Your assignment – Repeat each record below exactly as it is written.

*** Available records Section Begins ***

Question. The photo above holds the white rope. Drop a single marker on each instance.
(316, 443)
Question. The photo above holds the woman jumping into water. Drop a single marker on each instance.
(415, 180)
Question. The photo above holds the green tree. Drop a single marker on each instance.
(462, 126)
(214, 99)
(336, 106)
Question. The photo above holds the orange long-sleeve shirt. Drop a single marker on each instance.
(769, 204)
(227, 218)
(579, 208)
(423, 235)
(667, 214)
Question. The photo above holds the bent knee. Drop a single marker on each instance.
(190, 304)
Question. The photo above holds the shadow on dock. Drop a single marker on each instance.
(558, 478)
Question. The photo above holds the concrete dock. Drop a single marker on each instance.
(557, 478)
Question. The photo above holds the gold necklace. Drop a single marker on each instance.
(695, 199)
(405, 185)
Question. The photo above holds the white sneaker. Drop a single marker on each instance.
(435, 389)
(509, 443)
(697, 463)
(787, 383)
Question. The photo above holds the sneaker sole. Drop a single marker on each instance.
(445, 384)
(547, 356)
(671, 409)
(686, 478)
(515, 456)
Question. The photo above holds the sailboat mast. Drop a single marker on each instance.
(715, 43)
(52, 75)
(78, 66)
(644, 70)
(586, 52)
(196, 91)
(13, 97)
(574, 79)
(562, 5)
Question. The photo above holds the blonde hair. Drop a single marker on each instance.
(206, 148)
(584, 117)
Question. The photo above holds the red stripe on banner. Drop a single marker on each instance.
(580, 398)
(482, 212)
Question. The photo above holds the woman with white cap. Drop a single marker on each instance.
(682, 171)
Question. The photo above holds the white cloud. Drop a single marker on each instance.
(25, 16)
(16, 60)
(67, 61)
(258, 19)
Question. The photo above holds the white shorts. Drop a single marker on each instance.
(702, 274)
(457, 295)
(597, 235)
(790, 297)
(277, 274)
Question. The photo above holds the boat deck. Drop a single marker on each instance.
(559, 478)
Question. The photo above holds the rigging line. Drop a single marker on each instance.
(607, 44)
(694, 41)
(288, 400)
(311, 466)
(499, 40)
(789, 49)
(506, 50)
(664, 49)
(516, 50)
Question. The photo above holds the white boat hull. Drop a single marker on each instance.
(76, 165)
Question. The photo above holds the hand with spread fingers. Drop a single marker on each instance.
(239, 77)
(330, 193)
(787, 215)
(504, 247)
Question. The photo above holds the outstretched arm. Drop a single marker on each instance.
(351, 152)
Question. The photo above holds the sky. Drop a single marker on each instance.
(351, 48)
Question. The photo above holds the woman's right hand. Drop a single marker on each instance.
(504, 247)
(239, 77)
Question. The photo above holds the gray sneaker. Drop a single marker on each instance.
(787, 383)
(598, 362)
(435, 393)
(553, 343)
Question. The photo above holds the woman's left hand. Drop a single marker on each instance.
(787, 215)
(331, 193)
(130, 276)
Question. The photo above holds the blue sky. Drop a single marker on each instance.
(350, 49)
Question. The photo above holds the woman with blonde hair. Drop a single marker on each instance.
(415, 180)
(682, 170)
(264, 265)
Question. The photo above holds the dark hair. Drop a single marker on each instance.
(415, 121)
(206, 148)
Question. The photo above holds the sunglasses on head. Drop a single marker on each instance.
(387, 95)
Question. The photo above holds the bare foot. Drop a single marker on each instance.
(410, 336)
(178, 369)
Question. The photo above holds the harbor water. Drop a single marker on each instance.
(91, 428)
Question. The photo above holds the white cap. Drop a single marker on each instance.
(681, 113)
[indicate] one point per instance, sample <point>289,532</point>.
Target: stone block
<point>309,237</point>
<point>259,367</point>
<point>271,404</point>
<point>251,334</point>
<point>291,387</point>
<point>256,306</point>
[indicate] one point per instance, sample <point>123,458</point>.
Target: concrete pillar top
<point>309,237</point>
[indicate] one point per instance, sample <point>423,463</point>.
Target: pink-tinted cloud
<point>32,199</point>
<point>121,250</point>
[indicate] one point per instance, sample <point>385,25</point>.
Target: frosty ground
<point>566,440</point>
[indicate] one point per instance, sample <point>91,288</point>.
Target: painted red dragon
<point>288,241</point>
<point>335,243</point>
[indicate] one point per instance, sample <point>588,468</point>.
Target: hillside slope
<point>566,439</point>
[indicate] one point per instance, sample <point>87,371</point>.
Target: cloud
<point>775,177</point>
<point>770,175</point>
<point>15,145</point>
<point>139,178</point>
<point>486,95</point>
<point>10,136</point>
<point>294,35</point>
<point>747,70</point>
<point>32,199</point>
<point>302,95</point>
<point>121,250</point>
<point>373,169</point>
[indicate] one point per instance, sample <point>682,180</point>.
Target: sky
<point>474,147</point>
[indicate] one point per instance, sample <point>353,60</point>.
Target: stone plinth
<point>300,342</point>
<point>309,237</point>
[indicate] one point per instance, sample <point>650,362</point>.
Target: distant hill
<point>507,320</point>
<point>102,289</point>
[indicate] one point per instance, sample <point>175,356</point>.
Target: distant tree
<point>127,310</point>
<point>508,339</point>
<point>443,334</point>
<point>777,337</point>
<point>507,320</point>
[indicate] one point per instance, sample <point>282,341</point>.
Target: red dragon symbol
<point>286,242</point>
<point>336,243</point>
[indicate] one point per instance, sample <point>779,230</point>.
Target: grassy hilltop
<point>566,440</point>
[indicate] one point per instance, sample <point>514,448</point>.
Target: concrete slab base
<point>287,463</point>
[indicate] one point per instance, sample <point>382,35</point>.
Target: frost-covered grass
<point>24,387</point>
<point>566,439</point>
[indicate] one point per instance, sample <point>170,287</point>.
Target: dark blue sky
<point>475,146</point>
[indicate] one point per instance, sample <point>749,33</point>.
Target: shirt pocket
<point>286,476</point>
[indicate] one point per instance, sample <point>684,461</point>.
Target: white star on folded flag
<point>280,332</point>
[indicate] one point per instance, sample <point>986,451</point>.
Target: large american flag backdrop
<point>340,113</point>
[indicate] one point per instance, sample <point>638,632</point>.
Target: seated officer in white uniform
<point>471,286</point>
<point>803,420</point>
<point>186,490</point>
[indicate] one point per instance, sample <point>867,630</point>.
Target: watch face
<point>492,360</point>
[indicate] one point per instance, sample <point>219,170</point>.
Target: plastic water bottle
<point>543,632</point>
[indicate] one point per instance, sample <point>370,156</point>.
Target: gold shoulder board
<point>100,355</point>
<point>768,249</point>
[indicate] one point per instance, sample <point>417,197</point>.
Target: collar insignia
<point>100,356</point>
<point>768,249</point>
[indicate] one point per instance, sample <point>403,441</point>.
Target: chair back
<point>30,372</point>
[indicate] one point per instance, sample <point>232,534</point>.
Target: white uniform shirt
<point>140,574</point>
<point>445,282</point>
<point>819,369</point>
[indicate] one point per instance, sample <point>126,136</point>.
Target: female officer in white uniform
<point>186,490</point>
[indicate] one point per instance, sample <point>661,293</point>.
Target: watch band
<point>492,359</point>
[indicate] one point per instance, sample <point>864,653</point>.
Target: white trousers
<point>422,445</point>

*** Available records Section Ends ***

Task answer –
Question. The photo above holds the white rope. Drop a single marker on each instance.
(316, 443)
Question. The photo above holds the woman jumping into water. Drop a single marker on each instance.
(415, 180)
Question. The photo above holds the green tree. Drop a single marker on each instance.
(462, 126)
(214, 99)
(336, 106)
Question. The photo above holds the orange long-sleeve shirt. Drop a single marker on each instance.
(769, 204)
(227, 218)
(579, 208)
(423, 235)
(667, 214)
Question. The photo above holds the bent knee. Drop a single marker on each instance.
(190, 304)
Question. The photo above holds the shadow on dock. Drop a single marker on each instance.
(558, 478)
Question. The photo above holds the concrete dock. Drop a single marker on each instance.
(557, 478)
Question. The photo above holds the gold necklace. Drop a single marker on each instance.
(695, 199)
(405, 185)
Question. The photo above holds the white sneaker. Drop a single marker on each instance.
(435, 389)
(509, 443)
(697, 463)
(787, 383)
Question. The photo above holds the sneaker sole. Drop a single marker on each instance.
(445, 384)
(547, 356)
(671, 409)
(686, 478)
(515, 456)
Question. The photo above holds the sailboat mast. Drop a single marker on each instance.
(715, 43)
(52, 75)
(78, 66)
(644, 70)
(586, 52)
(196, 91)
(13, 97)
(574, 79)
(562, 5)
Question. The photo above holds the blonde hair. Drop a single marker on each instance.
(206, 148)
(584, 117)
Question. The photo above holds the red stripe on banner. Drop a single marker on each instance.
(580, 398)
(482, 212)
Question. The photo above holds the woman with white cap. Drop a single marker on each instance.
(682, 171)
Question. The photo above holds the white cloud. Drop a single marker on each instance.
(25, 16)
(16, 60)
(67, 61)
(258, 19)
Question. The photo above holds the white shorts. Drop a single marker on each instance.
(702, 274)
(457, 295)
(597, 235)
(790, 297)
(277, 274)
Question. The photo above holds the boat deck. Drop a single marker on each instance.
(559, 478)
Question. The photo above holds the rigging line. Drop a single marker on each instance.
(607, 44)
(694, 41)
(288, 400)
(311, 466)
(499, 40)
(789, 49)
(506, 50)
(664, 49)
(516, 50)
Question. The photo above holds the white boat hull. Drop a single marker on each instance.
(76, 165)
Question. The photo above holds the hand with spread fingers. Drop a single marker on each instance.
(239, 77)
(330, 193)
(787, 215)
(504, 247)
Question. The photo above holds the outstretched arm. Drop a single marker on each instance.
(351, 152)
Question. The photo above holds the sky. Drop a single marker on each instance.
(351, 48)
Question. The photo above holds the woman's right hand. Drop a single marker on each instance.
(504, 247)
(239, 77)
Question. The photo above holds the gray sneaker. Drop a single marker on each instance.
(787, 383)
(598, 362)
(435, 393)
(553, 343)
Question. The photo above holds the woman's left hand. Drop a single marker on each instance.
(787, 215)
(331, 193)
(130, 276)
Question. The photo above holds the blue sky. Drop a single marker on each instance.
(350, 49)
Question. The photo above holds the woman with blonde hair. Drop a single marker on each instance.
(415, 180)
(682, 170)
(264, 265)
Question. The photo above holds the dark hair. Drop a single marker on each instance.
(415, 121)
(206, 148)
Question. The photo above holds the sunglasses on head. Drop a single marker on each instance.
(387, 95)
Question. The photo above holds the bare foot. Drop a single marker on each instance.
(410, 336)
(178, 369)
Question. The photo above holds the harbor water. Drop a single marker on each instance.
(91, 428)
Question. The photo above holds the white cap. Drop a single marker on each instance.
(681, 113)
[indicate] one point per instance, sample <point>289,532</point>.
Target: stone block
<point>309,237</point>
<point>259,367</point>
<point>271,404</point>
<point>251,334</point>
<point>291,387</point>
<point>256,306</point>
[indicate] one point per instance, sample <point>123,458</point>.
Target: concrete pillar top
<point>309,237</point>
[indicate] one point per instance, sample <point>423,463</point>.
Target: pink-tinted cloud
<point>32,199</point>
<point>121,250</point>
[indicate] one point per instance, sample <point>385,25</point>.
Target: frosty ground
<point>566,440</point>
[indicate] one point per instance, sample <point>91,288</point>.
Target: painted red dragon
<point>288,241</point>
<point>335,243</point>
[indicate] one point per instance, sample <point>588,468</point>.
Target: hillside slope
<point>566,439</point>
[indicate] one point per instance, sample <point>87,371</point>.
Target: cloud
<point>775,177</point>
<point>770,175</point>
<point>15,145</point>
<point>139,178</point>
<point>486,95</point>
<point>10,136</point>
<point>294,35</point>
<point>747,70</point>
<point>32,199</point>
<point>302,95</point>
<point>121,250</point>
<point>373,169</point>
[indicate] one point per instance, sample <point>682,180</point>.
Target: sky
<point>474,147</point>
[indicate] one point per instance, sample <point>353,60</point>.
Target: stone plinth
<point>300,342</point>
<point>309,237</point>
[indicate] one point per instance, sample <point>650,362</point>.
Target: distant hill
<point>507,320</point>
<point>102,289</point>
[indicate] one point per instance, sample <point>175,356</point>.
Target: distant tree
<point>127,310</point>
<point>508,339</point>
<point>443,334</point>
<point>777,337</point>
<point>507,320</point>
[indicate] one point per instance, sample <point>282,341</point>.
Target: red dragon symbol
<point>286,242</point>
<point>336,243</point>
[indicate] one point per instance, sample <point>779,230</point>.
Target: grassy hilltop
<point>566,440</point>
[indicate] one point per instance, sample <point>514,448</point>.
Target: concrete slab base
<point>287,463</point>
[indicate] one point per instance, sample <point>382,35</point>.
Target: frost-covered grass
<point>24,387</point>
<point>566,439</point>
[indicate] one point per instance, sample <point>170,287</point>.
Target: dark blue sky
<point>475,146</point>
[indicate] one point per instance, sample <point>749,33</point>.
Target: shirt pocket
<point>286,476</point>
[indicate] one point per instance, sample <point>684,461</point>.
Target: white star on folded flag
<point>280,332</point>
[indicate] one point per instance, sample <point>986,451</point>.
Target: large american flag backdrop
<point>340,113</point>
[indicate] one point per instance, sample <point>638,632</point>.
Target: seated officer in white uniform
<point>471,286</point>
<point>803,420</point>
<point>186,490</point>
[indicate] one point per instance, sample <point>867,630</point>.
Target: watch face
<point>492,360</point>
[indicate] one point per instance, sample <point>219,170</point>.
Target: plastic water bottle
<point>543,632</point>
[indicate] one point per instance, sample <point>370,156</point>.
Target: gold shoulder board
<point>100,355</point>
<point>768,249</point>
[indicate] one point per instance, sample <point>417,197</point>.
Target: collar insignia
<point>100,356</point>
<point>768,249</point>
[indicate] one point per instance, sample <point>403,441</point>.
Target: chair back
<point>30,372</point>
[indicate] one point per instance, sample <point>232,534</point>.
Target: white uniform shirt
<point>140,574</point>
<point>445,282</point>
<point>819,369</point>
[indicate] one point per instance, sample <point>126,136</point>.
Target: female officer in white uniform
<point>186,490</point>
[indicate] one point per instance, sample <point>661,293</point>.
Target: watch band
<point>492,359</point>
[indicate] one point per instance, sample <point>864,653</point>.
Target: white trousers
<point>422,445</point>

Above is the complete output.